Records to process:
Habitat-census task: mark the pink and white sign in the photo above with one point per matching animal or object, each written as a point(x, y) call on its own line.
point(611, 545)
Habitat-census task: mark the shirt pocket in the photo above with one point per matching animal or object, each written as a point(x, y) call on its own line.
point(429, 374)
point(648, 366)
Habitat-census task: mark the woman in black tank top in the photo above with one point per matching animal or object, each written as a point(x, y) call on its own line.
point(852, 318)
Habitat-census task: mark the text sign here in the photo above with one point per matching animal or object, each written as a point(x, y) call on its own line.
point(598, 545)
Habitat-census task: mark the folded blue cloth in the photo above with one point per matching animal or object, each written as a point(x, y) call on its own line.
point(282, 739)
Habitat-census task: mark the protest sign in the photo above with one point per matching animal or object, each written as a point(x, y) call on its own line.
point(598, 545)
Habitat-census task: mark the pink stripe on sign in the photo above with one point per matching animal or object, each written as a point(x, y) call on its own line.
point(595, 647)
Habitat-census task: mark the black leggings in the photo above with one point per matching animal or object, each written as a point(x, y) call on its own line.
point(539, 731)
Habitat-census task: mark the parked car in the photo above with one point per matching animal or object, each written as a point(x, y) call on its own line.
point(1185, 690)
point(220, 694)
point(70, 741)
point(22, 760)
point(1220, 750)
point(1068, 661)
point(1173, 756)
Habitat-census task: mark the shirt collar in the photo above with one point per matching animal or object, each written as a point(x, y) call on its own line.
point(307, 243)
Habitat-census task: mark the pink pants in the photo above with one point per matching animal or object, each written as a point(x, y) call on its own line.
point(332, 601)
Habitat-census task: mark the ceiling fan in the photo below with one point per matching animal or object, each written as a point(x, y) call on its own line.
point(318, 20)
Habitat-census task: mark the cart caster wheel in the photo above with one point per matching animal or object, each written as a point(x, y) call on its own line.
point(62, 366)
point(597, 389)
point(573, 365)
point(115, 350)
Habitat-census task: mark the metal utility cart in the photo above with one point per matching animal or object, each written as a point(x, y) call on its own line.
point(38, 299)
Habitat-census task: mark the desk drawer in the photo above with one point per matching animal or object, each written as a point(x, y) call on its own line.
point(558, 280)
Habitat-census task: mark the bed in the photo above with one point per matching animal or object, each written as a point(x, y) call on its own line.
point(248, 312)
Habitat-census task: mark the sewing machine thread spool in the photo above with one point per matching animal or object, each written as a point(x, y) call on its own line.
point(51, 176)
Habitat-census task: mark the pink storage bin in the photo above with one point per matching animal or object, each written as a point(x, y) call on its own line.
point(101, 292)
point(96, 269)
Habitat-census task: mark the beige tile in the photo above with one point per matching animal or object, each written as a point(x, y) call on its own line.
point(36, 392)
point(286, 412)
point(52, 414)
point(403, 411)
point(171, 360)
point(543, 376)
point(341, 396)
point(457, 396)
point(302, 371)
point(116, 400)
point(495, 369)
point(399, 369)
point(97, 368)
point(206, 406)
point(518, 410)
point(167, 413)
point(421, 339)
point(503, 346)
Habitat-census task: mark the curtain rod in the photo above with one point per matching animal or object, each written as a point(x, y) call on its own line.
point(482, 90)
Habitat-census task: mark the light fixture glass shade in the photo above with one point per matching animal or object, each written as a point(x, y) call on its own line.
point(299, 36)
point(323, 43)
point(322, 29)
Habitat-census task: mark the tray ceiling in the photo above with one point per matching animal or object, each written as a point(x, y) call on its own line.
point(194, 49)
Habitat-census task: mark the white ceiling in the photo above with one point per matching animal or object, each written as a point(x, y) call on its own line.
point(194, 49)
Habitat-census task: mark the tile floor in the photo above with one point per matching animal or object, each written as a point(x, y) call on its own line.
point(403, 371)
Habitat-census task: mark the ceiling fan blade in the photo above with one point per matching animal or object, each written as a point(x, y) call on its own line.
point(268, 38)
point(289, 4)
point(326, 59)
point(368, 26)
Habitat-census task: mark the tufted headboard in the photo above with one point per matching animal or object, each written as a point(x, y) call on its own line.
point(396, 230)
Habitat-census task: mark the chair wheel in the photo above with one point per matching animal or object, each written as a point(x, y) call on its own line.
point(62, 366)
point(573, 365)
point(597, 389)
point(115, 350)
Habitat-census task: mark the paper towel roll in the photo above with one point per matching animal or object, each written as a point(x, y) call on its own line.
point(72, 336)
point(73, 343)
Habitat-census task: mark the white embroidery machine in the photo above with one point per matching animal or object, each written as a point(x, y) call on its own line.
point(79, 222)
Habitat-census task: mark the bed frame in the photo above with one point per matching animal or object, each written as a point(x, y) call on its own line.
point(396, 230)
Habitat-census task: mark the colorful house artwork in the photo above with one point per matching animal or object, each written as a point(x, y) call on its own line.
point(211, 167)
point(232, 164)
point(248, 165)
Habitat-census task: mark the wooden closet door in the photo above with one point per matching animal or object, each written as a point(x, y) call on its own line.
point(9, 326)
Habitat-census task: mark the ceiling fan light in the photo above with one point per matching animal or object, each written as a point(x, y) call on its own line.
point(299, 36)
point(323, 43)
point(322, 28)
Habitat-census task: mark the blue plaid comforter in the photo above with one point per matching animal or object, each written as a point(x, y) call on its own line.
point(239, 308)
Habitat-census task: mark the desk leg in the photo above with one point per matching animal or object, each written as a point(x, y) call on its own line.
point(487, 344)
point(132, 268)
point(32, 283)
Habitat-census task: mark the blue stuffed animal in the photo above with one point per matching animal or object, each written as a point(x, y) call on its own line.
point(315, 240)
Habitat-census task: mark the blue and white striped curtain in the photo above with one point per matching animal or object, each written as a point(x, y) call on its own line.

About this exercise:
The entries shown above should be copied out word for word.

Worked solution:
Habitat-census task: mark the pink and white sign in the photo above with one point per matching animal or object, each written as a point(x, y) call on its own line.
point(611, 545)
Habitat-census task: mark the shirt pocket in the photo above with one point per matching animal or object, each written as a point(x, y) call on its own line.
point(429, 374)
point(648, 366)
Habitat-census task: mark the woman in black tank top in the photo above with one point per matching animal or object, each written as a point(x, y) call on its own line.
point(852, 318)
Habitat-census task: mark the text sign here in the photo above with one point per matching animal or object, each written as a point(x, y) call on its own line.
point(598, 545)
Habitat-census task: mark the folded blue cloth in the photo above with one point per matching animal or object, each written as a point(x, y) call on its own line.
point(282, 739)
Habitat-census task: mark the protest sign in the photo above with one point per matching animal or object, each written as a point(x, y) call on its own line.
point(598, 545)
Habitat-census task: mark the pink stripe on sign in the photo above with one point per matching animal or object, each written as a point(x, y) call on its own line.
point(595, 647)
Habitat-census task: mark the black leggings in the photo above with one point per matching animal or object, each written as a point(x, y) call on its own line.
point(539, 731)
Habitat-census task: mark the parked car in the photo above with one point per matching animal or object, each written as a point(x, y) call on its own line.
point(1185, 690)
point(220, 694)
point(70, 741)
point(22, 760)
point(1220, 750)
point(1068, 661)
point(1173, 756)
Habitat-census task: mark the shirt collar in the photo above with one point per matching animal or object, each written as a point(x, y) call on its own line.
point(307, 243)
Habitat-census task: mark the pink pants in the photo above with one point per matching animal or object, each written as a point(x, y) call on its own line.
point(332, 601)
Habitat-census task: mark the ceiling fan in the photo below with one point per matching animal or object, each written as a point(x, y) call on its own line.
point(318, 20)
Habitat-census task: mark the cart caster wheel in the photo above with one point per matching animal or object, each written as a point(x, y) call on its own line.
point(62, 366)
point(597, 389)
point(573, 365)
point(115, 350)
Habitat-census task: mark the metal utility cart in the photo above with one point per matching animal or object, each written as a point(x, y) call on its own line.
point(38, 299)
Habitat-census task: mark the desk drawer in the photo above with one point per matching animal or object, each written as a point(x, y) call on its own line.
point(558, 280)
Habitat-census task: mark the bed in the photo above with one point per matching animal or object, each written as a point(x, y) call on its own line.
point(248, 312)
Habitat-census task: mark the sewing machine thread spool in the photo above with one point per matching animal or object, each written as a point(x, y) call on its own line.
point(51, 176)
Habitat-census task: mark the pink storage bin in the photo above with one point per matching animal or object, each written as a point(x, y) call on its own line.
point(101, 292)
point(96, 269)
Habitat-census task: mark the beige tile in the photo above with one point per matching animal or object, each written as a point(x, y) call on its own line.
point(36, 392)
point(286, 412)
point(52, 414)
point(403, 411)
point(171, 360)
point(543, 376)
point(341, 396)
point(457, 396)
point(302, 371)
point(116, 400)
point(495, 369)
point(399, 369)
point(97, 368)
point(206, 406)
point(518, 410)
point(167, 413)
point(421, 339)
point(503, 346)
Habitat-census task: mark the curtain rod in the photo above with one point per matching animal or object, each written as a point(x, y) call on its own line.
point(482, 90)
Habitat-census task: mark the light fixture glass shade in the photo above with one point per matching animal or object, each written as a point(x, y) call on its own line.
point(299, 36)
point(323, 43)
point(322, 29)
Habitat-census task: mark the tray ceiling in the photo above with one point per matching animal or object, each written as a point(x, y) call on its own line.
point(194, 49)
Habitat-census task: mark the white ceiling in the photo above with one point per matching animal or object, each written as a point(x, y) call on its own line.
point(194, 49)
Habitat-census task: mark the tile floor in the photo above with one point per matching animal or object, each written as a point(x, y) call on its own line.
point(403, 371)
Habitat-census task: mark the ceiling fan blade in the photo above with one point per matching animal or object, each written as a point(x, y) call on its own line.
point(268, 38)
point(289, 4)
point(326, 59)
point(368, 26)
Habitat-census task: mark the tufted headboard in the photo above with one point per matching animal or object, each written as a point(x, y) call on its own line.
point(396, 230)
Habitat-census task: mark the chair wheel in the photo above with one point per matching animal or object, each written as a point(x, y) call on its own line.
point(62, 366)
point(573, 365)
point(597, 389)
point(115, 350)
Habitat-census task: mark the paper towel roll in the photo above with one point per matching animal or object, each written as a point(x, y) call on its own line.
point(72, 336)
point(73, 343)
Habitat-census task: mark the white embroidery machine in the photo above with one point per matching animal or object, each written as a point(x, y) call on its own line.
point(79, 222)
Habitat-census task: mark the bed frame in the photo above with one point per matching animal or object, each written as a point(x, y) call on its own line.
point(396, 230)
Habitat-census task: mark the colorful house artwork in the photo above with one point per matching animal or object, each written as a point(x, y) call on its own line.
point(211, 167)
point(232, 164)
point(248, 165)
Habitat-census task: mark the wooden closet door in the photo above with one point per matching animal or object, each written as a point(x, y) call on its own line.
point(9, 326)
Habitat-census task: mark the ceiling fan light in the photo above with one point per matching animal or object, each written as a point(x, y) call on its own line.
point(299, 36)
point(323, 43)
point(322, 28)
Habitat-census task: mark the blue plaid comforter in the photo above with one point per matching animal or object, each written as a point(x, y) call on its own line.
point(239, 308)
Habitat-census task: mark the desk leg in the photo above with one point per matching animal or object, each written as a point(x, y) call on its own line.
point(487, 344)
point(132, 268)
point(32, 283)
Habitat-census task: mark the blue stuffed animal in the photo above with one point per matching animal or object, each written as a point(x, y) call on its own line.
point(315, 240)
Habitat-census task: mark the blue and white striped curtain in the photo above with one point per matching animal or object, each written as a point(x, y) call on its own line.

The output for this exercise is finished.